» 待完成任务:
请逐字重复下列条目中从开头到含有“[[17, 243]]”的那一行为止的各行（首尾两行均包括在内），只输出这些行，图片不要放进答案。

» 记录信息:

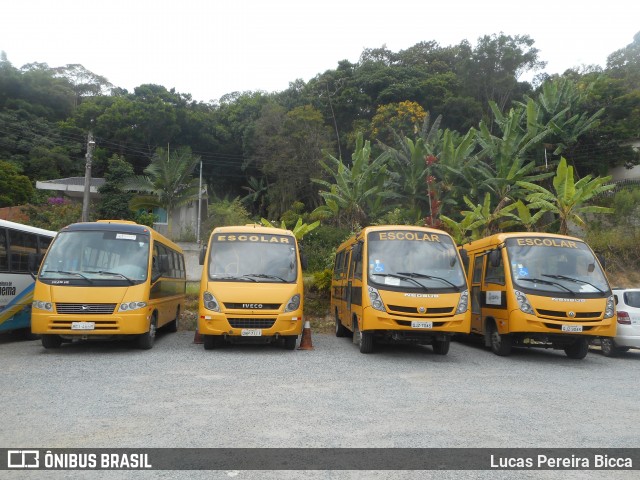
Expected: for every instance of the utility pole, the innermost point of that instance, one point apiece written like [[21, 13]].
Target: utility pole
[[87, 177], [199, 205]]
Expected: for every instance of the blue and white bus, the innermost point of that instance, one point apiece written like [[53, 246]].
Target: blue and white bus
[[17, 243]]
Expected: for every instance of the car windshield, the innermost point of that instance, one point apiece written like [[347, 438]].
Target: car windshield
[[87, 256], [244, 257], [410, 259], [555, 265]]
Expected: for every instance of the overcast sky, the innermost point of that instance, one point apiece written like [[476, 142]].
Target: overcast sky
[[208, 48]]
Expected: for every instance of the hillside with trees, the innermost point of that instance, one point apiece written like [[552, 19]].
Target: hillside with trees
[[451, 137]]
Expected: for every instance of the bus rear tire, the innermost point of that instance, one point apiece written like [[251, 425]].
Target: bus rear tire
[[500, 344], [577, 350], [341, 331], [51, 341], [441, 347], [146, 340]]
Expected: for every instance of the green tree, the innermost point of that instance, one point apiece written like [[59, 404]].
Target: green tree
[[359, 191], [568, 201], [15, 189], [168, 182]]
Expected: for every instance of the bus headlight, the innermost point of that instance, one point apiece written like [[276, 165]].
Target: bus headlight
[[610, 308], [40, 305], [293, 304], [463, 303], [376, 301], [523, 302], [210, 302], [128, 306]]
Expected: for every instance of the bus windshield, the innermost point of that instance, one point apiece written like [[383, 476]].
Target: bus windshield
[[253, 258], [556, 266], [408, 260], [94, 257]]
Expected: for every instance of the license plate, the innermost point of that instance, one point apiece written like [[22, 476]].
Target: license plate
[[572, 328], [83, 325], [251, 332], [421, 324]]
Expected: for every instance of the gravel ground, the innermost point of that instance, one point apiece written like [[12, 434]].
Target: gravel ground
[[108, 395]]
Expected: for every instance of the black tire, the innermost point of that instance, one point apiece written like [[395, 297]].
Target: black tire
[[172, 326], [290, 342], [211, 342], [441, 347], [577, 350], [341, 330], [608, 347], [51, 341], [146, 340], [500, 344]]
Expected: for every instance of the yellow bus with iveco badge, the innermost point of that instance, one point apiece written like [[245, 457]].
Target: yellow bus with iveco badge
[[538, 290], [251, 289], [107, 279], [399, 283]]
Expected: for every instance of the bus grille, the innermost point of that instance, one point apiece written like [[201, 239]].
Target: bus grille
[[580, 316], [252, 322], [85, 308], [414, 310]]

» 任务输出:
Expected: for every instance of the utility pole, the innermost point of that instance, one point apiece written like [[21, 13]].
Target: utility pole
[[87, 177], [199, 205]]
Expected: for every instance of the blue and white bus, the innermost point of that instance, one point apiece written like [[53, 246]].
Target: blue and white bus
[[17, 243]]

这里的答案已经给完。